■ OBJECTIF ■
Modifiez les lignes qui vont de celle contenant « Can you find the dark stripe » jusqu'à celle contenant « [[125, 172]] » incluse : remplacez « dark stripe » par « black stripe » sans rien changer d'autre. Redonnez uniquement ces lignes.

(Lignes d'un jeu de données sur l'emplacement d'objets)
──────────────────────────────

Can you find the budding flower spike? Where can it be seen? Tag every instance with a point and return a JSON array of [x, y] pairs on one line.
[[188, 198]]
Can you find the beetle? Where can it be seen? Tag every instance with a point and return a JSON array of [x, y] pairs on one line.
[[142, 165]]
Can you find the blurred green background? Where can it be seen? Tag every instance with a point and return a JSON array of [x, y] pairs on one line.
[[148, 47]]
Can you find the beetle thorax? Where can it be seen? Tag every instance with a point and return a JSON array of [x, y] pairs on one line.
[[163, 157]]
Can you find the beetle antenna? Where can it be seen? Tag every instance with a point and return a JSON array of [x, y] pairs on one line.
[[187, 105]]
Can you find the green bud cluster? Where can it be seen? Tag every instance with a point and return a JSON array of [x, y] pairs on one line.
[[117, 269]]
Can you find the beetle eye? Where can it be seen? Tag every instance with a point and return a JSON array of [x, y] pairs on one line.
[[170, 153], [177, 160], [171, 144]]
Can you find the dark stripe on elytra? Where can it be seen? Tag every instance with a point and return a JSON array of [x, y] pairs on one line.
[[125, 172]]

──────────────────────────────

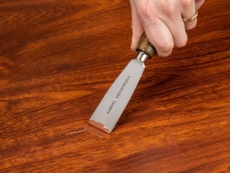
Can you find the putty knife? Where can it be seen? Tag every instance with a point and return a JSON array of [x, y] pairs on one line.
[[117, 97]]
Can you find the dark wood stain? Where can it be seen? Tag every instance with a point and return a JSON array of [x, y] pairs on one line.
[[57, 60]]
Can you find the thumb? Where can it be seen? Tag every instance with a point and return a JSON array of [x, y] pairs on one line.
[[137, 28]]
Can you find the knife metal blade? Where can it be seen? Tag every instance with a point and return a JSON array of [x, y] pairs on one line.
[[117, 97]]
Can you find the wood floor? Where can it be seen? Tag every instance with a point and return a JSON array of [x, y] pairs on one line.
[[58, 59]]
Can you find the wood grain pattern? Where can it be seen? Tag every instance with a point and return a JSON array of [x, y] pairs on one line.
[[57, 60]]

──────────────────────────────

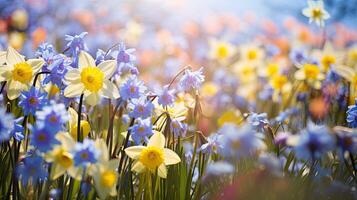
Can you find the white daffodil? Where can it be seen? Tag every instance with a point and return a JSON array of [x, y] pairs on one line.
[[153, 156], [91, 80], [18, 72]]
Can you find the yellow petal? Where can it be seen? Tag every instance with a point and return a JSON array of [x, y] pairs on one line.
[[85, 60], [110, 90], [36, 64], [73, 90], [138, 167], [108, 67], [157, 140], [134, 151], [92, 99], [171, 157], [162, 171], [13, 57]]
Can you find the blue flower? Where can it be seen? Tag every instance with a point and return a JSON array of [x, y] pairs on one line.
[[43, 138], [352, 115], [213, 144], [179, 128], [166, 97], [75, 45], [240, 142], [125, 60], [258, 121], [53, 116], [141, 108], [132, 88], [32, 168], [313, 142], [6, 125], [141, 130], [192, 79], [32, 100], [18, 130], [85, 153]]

──────────────────────────────

■ RÉSULTAT ATTENDU ■
Can you find the black stripe on elytra? Where can it be seen? Tag every instance with a point and return a JSON array of [x, y] pairs on one line.
[[125, 172]]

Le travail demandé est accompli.